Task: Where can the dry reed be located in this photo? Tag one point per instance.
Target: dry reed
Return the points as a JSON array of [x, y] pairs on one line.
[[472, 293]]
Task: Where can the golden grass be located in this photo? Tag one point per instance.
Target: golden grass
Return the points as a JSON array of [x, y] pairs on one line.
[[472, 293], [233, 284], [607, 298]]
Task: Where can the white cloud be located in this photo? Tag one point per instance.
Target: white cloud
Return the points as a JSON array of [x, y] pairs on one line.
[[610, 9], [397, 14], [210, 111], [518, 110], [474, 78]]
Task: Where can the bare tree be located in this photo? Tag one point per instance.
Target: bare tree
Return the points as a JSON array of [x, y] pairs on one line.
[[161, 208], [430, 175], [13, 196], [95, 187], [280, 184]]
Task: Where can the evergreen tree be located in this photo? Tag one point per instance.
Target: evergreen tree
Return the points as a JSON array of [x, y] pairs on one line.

● Exercise requirements: Rewrite all the rows above with every "located" swapped for "found", leaving everything else unchanged.

● Task answer:
Task: Where can the dry reed be found in this photo? Tag one point per instance.
Target: dry reed
Return the points as a JSON array of [x, y] pairs on one line.
[[472, 293]]
Task: Where can the golden grass be found in this photo? Tag one point per instance.
Target: golden grass
Return the points as a JSON array of [x, y] pairs on one line.
[[472, 293], [233, 284], [607, 298]]
Task: Where can the white cloud be found in this photo? Tag one point per instance.
Target: white cloud
Return the points as a JSON array of [x, y] pairs on one line.
[[610, 9], [397, 14], [210, 111], [518, 110], [474, 78]]
Task: Where can the bare tree be found in this photo? Tag one point per instance.
Target: bare tree
Return the points as a JSON array of [x, y] pairs on one line.
[[161, 208], [430, 175], [13, 196], [95, 187], [280, 184]]
Task: Where can the evergreen tree be found in this photo? Tag one point per instance.
Target: evergreen tree
Return the points as a JSON array of [x, y] pairs on one line.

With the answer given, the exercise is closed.